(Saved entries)
— Start —

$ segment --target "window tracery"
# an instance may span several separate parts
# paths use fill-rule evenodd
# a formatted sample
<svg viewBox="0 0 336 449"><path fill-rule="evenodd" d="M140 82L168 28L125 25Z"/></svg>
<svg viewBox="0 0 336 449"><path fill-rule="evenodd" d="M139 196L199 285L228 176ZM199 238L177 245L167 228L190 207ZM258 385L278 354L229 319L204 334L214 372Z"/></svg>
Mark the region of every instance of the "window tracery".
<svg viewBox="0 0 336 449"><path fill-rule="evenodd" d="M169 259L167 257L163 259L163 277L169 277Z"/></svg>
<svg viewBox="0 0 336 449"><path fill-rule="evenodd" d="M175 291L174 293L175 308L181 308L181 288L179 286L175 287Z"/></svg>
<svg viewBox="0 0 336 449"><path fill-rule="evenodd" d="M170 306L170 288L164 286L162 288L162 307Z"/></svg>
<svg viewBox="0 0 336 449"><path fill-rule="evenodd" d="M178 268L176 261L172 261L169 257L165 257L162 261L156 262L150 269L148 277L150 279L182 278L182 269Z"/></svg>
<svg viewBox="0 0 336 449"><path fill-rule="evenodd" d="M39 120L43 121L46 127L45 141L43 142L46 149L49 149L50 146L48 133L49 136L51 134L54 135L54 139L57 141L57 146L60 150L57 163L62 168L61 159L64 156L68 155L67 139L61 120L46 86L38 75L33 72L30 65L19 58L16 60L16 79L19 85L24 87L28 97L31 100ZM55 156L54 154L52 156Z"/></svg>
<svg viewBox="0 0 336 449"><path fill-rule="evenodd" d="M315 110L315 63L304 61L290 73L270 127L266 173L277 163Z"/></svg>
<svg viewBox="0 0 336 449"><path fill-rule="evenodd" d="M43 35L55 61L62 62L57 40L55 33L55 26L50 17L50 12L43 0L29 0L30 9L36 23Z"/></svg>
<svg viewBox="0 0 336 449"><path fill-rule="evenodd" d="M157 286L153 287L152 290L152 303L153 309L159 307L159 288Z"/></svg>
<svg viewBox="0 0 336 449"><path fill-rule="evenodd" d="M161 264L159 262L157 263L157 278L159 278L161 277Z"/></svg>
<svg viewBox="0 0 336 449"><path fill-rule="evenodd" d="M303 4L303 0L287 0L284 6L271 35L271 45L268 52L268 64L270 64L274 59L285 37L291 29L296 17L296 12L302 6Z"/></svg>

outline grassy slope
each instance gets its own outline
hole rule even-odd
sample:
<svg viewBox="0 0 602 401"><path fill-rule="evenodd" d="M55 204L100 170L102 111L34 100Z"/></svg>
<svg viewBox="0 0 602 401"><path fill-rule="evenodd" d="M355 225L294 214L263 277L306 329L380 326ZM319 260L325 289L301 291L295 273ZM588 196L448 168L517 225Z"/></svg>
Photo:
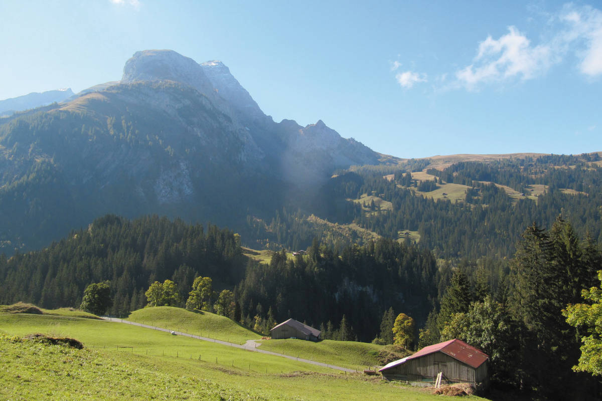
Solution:
<svg viewBox="0 0 602 401"><path fill-rule="evenodd" d="M0 354L7 356L0 358L4 384L0 399L441 399L361 375L333 373L278 357L119 323L0 314L0 327L11 335L42 331L73 337L86 347L76 350L0 338ZM135 347L132 352L119 346ZM187 357L189 352L195 357L200 354L202 360Z"/></svg>
<svg viewBox="0 0 602 401"><path fill-rule="evenodd" d="M352 341L324 340L318 343L303 340L265 340L261 349L361 371L378 364L376 355L382 346Z"/></svg>
<svg viewBox="0 0 602 401"><path fill-rule="evenodd" d="M238 344L261 338L228 317L181 308L144 308L132 312L127 320Z"/></svg>
<svg viewBox="0 0 602 401"><path fill-rule="evenodd" d="M256 251L255 249L252 249L250 248L243 246L243 253L246 256L253 259L253 260L256 260L260 263L269 265L270 262L272 260L272 256L274 253L274 251L270 251L268 249Z"/></svg>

— End —

◆ **Direction**: Copy out every one of the lines above word for word, leaving out the pictures.

◆ **Correct answer**:
$ segment --target "window tracery"
# an instance may span several separate parts
# paths use fill-rule evenodd
# a formatted sample
<svg viewBox="0 0 336 449"><path fill-rule="evenodd" d="M140 82L168 28L125 25Z"/></svg>
<svg viewBox="0 0 336 449"><path fill-rule="evenodd" d="M139 196L199 285L228 176ZM199 238L177 245L167 228L190 207ZM258 385L278 354L229 319L204 334L214 372Z"/></svg>
Mark the region of every instance of the "window tracery".
<svg viewBox="0 0 336 449"><path fill-rule="evenodd" d="M169 259L167 257L163 259L163 277L169 277Z"/></svg>
<svg viewBox="0 0 336 449"><path fill-rule="evenodd" d="M175 291L174 293L175 308L181 308L181 288L179 286L175 287Z"/></svg>
<svg viewBox="0 0 336 449"><path fill-rule="evenodd" d="M170 306L170 288L164 286L162 288L162 307Z"/></svg>
<svg viewBox="0 0 336 449"><path fill-rule="evenodd" d="M178 268L176 261L172 261L169 257L165 257L162 261L156 262L150 269L148 277L150 279L182 278L182 269Z"/></svg>
<svg viewBox="0 0 336 449"><path fill-rule="evenodd" d="M39 120L43 121L46 127L45 141L43 142L46 149L49 149L50 146L48 133L49 136L51 134L54 135L54 139L57 141L57 146L60 150L57 163L62 168L61 159L64 156L68 155L67 139L61 120L46 86L38 75L33 72L30 65L19 58L16 60L16 79L19 85L24 87L28 97L31 100ZM55 156L54 154L52 156Z"/></svg>
<svg viewBox="0 0 336 449"><path fill-rule="evenodd" d="M315 110L315 63L304 61L290 73L270 127L266 173L277 163Z"/></svg>
<svg viewBox="0 0 336 449"><path fill-rule="evenodd" d="M43 35L55 61L62 62L57 40L55 33L55 26L50 17L50 12L43 0L29 0L30 9L36 23Z"/></svg>
<svg viewBox="0 0 336 449"><path fill-rule="evenodd" d="M157 286L153 287L152 290L152 303L153 309L159 307L159 288Z"/></svg>
<svg viewBox="0 0 336 449"><path fill-rule="evenodd" d="M161 264L159 262L157 263L157 278L159 278L161 277Z"/></svg>
<svg viewBox="0 0 336 449"><path fill-rule="evenodd" d="M303 4L303 0L287 0L284 6L271 35L271 45L268 52L268 64L270 64L274 59L285 37L291 29L296 17L296 12L302 6Z"/></svg>

outline grassy slope
each instance gets its own outline
hole rule even-odd
sample:
<svg viewBox="0 0 602 401"><path fill-rule="evenodd" d="M55 204L100 170L102 111L34 100Z"/></svg>
<svg viewBox="0 0 602 401"><path fill-rule="evenodd" d="M355 225L294 214L263 277L306 329L380 326ZM319 260L325 289L301 291L295 273ZM588 196L448 168L517 225Z"/></svg>
Photo:
Solution:
<svg viewBox="0 0 602 401"><path fill-rule="evenodd" d="M0 354L7 356L0 358L4 384L0 399L441 399L361 375L333 373L278 357L119 323L0 314L0 327L11 335L42 331L73 337L86 347L76 350L0 338ZM135 347L132 352L119 346ZM187 357L189 352L195 357L200 354L202 360Z"/></svg>
<svg viewBox="0 0 602 401"><path fill-rule="evenodd" d="M352 341L324 340L318 343L303 340L265 340L261 349L361 371L378 364L376 355L382 346Z"/></svg>
<svg viewBox="0 0 602 401"><path fill-rule="evenodd" d="M238 344L261 338L228 317L181 308L144 308L132 312L127 320Z"/></svg>
<svg viewBox="0 0 602 401"><path fill-rule="evenodd" d="M256 251L255 249L252 249L250 248L243 246L243 253L246 256L253 259L253 260L256 260L260 263L269 265L270 262L272 260L272 256L274 253L274 251L270 251L268 249Z"/></svg>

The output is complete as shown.